◆ **Saved entries**:
Content starts

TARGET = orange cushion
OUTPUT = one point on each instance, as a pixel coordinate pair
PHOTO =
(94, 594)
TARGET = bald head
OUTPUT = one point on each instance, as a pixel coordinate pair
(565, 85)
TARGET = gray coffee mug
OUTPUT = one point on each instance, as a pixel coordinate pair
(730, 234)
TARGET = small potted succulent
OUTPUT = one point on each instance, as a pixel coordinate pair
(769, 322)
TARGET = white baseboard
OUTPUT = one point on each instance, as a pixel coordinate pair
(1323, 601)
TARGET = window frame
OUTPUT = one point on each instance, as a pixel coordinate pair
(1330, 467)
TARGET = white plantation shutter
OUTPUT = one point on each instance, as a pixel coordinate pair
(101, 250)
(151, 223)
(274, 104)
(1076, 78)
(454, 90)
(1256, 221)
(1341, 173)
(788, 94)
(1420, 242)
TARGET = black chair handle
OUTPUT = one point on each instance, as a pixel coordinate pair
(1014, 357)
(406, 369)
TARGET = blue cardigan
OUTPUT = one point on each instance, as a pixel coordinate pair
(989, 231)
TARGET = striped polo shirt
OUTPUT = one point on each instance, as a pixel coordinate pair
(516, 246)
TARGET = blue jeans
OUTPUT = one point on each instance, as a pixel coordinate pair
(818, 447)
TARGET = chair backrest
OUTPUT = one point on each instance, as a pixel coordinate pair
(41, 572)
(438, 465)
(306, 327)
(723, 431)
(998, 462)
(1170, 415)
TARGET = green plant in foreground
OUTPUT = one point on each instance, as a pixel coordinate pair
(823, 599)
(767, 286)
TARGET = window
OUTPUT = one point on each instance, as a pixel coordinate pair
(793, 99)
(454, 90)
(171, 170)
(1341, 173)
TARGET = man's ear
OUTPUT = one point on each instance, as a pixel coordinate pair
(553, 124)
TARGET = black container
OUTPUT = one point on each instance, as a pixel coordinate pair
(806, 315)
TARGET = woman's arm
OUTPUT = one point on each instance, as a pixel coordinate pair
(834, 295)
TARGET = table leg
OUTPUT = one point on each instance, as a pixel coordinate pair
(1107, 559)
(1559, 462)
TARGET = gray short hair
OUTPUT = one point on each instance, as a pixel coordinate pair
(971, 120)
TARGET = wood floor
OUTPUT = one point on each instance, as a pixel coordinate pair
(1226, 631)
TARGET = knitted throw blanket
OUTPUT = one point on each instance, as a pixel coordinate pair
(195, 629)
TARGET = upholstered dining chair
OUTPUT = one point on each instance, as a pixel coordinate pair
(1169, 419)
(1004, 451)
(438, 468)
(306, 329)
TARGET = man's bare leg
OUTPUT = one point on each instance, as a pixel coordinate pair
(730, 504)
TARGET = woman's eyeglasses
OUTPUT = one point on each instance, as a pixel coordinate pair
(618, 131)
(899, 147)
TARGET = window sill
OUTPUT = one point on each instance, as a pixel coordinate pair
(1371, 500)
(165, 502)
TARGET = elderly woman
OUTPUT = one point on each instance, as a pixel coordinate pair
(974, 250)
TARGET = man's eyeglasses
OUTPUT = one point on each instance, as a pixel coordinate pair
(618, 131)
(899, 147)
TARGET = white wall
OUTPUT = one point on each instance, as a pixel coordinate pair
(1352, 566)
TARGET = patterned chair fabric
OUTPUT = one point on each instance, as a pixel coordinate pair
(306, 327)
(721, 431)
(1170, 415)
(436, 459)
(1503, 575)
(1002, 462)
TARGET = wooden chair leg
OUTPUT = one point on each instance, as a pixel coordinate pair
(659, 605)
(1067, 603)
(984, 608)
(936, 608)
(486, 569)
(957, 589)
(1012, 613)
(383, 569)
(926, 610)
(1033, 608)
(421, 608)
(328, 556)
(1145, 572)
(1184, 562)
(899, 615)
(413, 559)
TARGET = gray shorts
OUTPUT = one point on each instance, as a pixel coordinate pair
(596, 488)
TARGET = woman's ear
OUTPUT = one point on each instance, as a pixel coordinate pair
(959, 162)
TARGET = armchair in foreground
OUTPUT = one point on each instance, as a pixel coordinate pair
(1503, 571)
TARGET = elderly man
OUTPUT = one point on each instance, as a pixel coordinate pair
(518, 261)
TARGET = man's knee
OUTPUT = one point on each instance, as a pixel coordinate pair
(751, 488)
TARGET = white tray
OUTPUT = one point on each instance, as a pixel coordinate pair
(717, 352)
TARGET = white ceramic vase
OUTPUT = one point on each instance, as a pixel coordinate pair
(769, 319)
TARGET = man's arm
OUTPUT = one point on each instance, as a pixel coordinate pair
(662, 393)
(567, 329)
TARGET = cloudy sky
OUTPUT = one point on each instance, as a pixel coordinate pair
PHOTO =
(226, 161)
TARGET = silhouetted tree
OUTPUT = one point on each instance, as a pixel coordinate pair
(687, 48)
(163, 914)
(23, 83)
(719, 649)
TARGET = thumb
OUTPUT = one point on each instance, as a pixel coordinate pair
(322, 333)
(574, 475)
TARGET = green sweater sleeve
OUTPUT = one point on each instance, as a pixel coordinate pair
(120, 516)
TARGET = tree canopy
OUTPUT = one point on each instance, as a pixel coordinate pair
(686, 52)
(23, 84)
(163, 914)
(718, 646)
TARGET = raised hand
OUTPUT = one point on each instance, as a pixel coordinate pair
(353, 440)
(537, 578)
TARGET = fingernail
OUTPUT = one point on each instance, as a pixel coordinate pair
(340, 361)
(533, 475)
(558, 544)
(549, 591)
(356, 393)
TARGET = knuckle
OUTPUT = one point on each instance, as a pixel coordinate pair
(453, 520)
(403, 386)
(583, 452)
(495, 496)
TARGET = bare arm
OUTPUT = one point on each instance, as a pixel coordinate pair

Content ends

◆ **WORK TO COMPLETE**: After locating the line that contains "TARGET = small potted succulent", please copy exactly every line from the start of the records through it, and nothing else.

◆ **YOUR SOLUTION**:
TARGET = orange cushion
OUTPUT = one point on each instance, as a pixel coordinate pair
PHOTO =
(94, 594)
TARGET = bald head
OUTPUT = one point on each instance, as a pixel coordinate pair
(565, 85)
TARGET = gray coffee mug
OUTPUT = one point on each instance, as a pixel coordinate pair
(730, 234)
TARGET = small potted succulent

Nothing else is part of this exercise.